* DATASET *
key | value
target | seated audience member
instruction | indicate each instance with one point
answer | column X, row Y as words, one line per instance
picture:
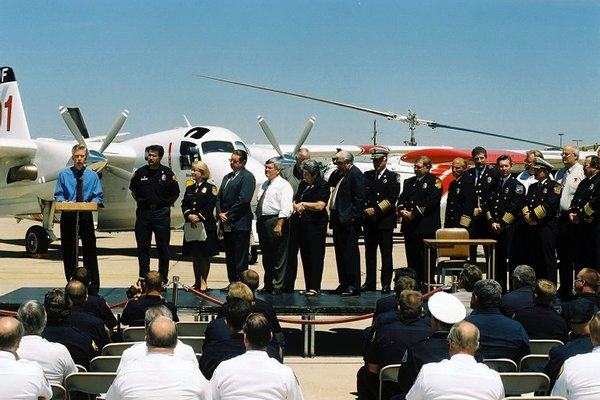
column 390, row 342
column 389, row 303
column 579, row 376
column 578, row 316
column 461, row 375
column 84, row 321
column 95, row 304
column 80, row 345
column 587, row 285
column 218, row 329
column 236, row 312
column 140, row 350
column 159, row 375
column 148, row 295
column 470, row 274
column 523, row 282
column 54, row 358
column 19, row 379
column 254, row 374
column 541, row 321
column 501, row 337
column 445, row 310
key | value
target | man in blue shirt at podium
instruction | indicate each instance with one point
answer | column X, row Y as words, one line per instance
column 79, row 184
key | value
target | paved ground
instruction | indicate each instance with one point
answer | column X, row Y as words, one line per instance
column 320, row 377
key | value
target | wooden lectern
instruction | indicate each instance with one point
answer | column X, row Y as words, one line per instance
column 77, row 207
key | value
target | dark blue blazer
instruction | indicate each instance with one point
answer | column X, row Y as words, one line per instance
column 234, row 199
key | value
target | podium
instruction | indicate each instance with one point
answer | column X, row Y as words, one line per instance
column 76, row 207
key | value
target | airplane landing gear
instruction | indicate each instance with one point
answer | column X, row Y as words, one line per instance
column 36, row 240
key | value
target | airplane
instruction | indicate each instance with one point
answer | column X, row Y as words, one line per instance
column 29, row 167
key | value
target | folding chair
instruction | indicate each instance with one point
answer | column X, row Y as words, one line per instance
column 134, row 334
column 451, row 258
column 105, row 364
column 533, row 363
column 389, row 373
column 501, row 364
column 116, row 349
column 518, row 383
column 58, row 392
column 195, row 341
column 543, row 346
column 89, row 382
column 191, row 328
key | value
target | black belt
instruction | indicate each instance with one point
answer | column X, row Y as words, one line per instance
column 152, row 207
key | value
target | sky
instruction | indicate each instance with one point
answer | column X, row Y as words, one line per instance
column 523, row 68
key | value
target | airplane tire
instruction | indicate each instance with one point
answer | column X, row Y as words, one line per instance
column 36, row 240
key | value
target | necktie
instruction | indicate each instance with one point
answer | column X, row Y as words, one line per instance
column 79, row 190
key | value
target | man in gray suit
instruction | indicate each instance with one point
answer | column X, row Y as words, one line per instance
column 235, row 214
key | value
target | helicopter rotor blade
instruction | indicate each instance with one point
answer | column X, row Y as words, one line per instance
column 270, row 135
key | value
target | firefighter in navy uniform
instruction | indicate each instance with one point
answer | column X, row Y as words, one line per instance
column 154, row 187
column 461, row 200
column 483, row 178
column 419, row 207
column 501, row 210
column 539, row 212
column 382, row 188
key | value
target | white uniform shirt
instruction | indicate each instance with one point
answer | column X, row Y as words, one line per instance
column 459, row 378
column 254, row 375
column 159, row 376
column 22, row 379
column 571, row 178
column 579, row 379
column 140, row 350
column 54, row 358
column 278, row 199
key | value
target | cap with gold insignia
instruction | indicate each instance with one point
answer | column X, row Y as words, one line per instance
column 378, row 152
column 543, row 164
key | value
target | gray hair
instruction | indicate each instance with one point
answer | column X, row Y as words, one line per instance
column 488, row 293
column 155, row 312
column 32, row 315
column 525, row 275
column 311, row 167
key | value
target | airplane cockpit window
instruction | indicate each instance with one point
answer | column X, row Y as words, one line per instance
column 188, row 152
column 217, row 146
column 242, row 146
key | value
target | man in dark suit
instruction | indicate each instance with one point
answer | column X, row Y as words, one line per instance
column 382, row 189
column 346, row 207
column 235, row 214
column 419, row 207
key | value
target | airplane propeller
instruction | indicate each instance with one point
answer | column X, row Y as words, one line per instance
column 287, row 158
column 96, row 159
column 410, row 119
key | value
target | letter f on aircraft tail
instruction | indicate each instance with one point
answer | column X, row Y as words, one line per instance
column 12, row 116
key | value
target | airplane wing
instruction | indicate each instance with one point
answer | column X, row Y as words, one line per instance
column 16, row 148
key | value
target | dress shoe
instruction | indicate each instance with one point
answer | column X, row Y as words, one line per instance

* EXERCISE *
Exactly reproduce each record, leaving out any pictures.

* RESULT BELOW *
key | value
target | seated audience member
instruction | indicate each instance with one point
answer | column X, row Y as words, one line per instance
picture:
column 390, row 342
column 389, row 303
column 579, row 376
column 578, row 316
column 461, row 375
column 84, row 321
column 95, row 304
column 80, row 345
column 587, row 285
column 218, row 329
column 236, row 312
column 140, row 350
column 159, row 375
column 148, row 295
column 470, row 274
column 523, row 282
column 54, row 358
column 19, row 379
column 254, row 374
column 541, row 321
column 501, row 337
column 445, row 310
key | value
target | man in blue shirt at podium
instruction | indicate each instance with one point
answer | column X, row Y as words, one line per instance
column 79, row 184
key | value
target | paved ground
instruction | indicate each instance with one point
answer | column X, row Y as words, one line per instance
column 320, row 377
key | value
target | wooden lectern
instruction | indicate each instance with one point
answer | column X, row Y as words, one line per instance
column 77, row 207
key | value
target | dark blue blazer
instruction | indicate each instance with one point
answer | column X, row Y as words, one line per instance
column 234, row 199
key | value
target | podium
instruction | indicate each instance with one point
answer | column X, row Y as words, one line per instance
column 76, row 207
key | value
target | airplane landing gear
instruction | indicate each instance with one point
answer | column X, row Y as words, one line per instance
column 36, row 240
key | value
target | airplane
instruction | indicate each instance with one point
answer | column X, row Y as words, one line per instance
column 29, row 167
key | value
target | folding chair
instruction | indicate each instance with one point
answer | column X, row Y as words, one line per instance
column 134, row 334
column 451, row 258
column 105, row 364
column 533, row 363
column 389, row 373
column 501, row 364
column 116, row 349
column 518, row 383
column 58, row 392
column 195, row 341
column 543, row 346
column 89, row 382
column 191, row 328
key | value
target | black belt
instruction | indicate each instance with one point
answer | column X, row Y as words, one line per instance
column 152, row 207
key | value
target | sky
instruction | indicate each instance with one point
answer | column X, row Y as words, one line per instance
column 523, row 68
key | value
target | airplane tire
instruction | indicate each instance with one point
answer | column X, row Y as words, one line per instance
column 36, row 240
key | value
target | necktie
instruction | indicate each instance with one point
answer | column X, row Y as words, one line per instance
column 79, row 190
key | value
target | man in gray suit
instruction | indicate each instance with one point
answer | column X, row Y as words, one line per instance
column 235, row 214
key | value
target | helicopter rotor blade
instruction | indicate each instance with one point
answer | column X, row Y as words, one line per instance
column 270, row 135
key | value
target | firefighter in navy uniform
instruction | indicate each instance with one point
answer | column X, row Y as words, one line per instance
column 154, row 187
column 461, row 200
column 483, row 178
column 419, row 207
column 501, row 210
column 539, row 212
column 382, row 188
key | value
target | white uniform shirt
instruction | indicate each instance with one point
answer | column X, row Y as words, one line per instance
column 459, row 378
column 254, row 375
column 159, row 376
column 22, row 379
column 571, row 178
column 579, row 379
column 140, row 350
column 54, row 358
column 278, row 199
key | value
target | cap with gold insignia
instruction | indicate each instance with one point
answer | column X, row Y as words, one line per instance
column 378, row 152
column 543, row 164
key | value
target | gray hair
instruction | indicate each instance with one point
answer | column X, row Y as words, one line per instance
column 488, row 293
column 155, row 312
column 32, row 315
column 525, row 275
column 311, row 167
key | value
target | airplane cockpit window
instruction | indicate each instance with one point
answer | column X, row Y as words, one line per instance
column 188, row 152
column 217, row 146
column 242, row 146
key | value
target | man in dark suit
instruction | indicate each instance with one point
answer | column X, row Y as words, one line per instance
column 382, row 189
column 346, row 207
column 235, row 214
column 419, row 207
key | value
target | airplane propeller
instruction | indicate each instance with one point
answer | column X, row Y as words, one line per instance
column 287, row 158
column 96, row 159
column 410, row 119
key | value
target | letter f on aircraft tail
instruction | indicate each instance with one point
answer | column X, row Y as words, one line per instance
column 12, row 116
key | value
target | airplane wing
instruction | indicate each instance with one point
answer | column X, row Y as words, one line per instance
column 16, row 148
key | value
target | dress shoe
instruction | indicate each instance with one point
answer | column X, row Y as words, one line per instance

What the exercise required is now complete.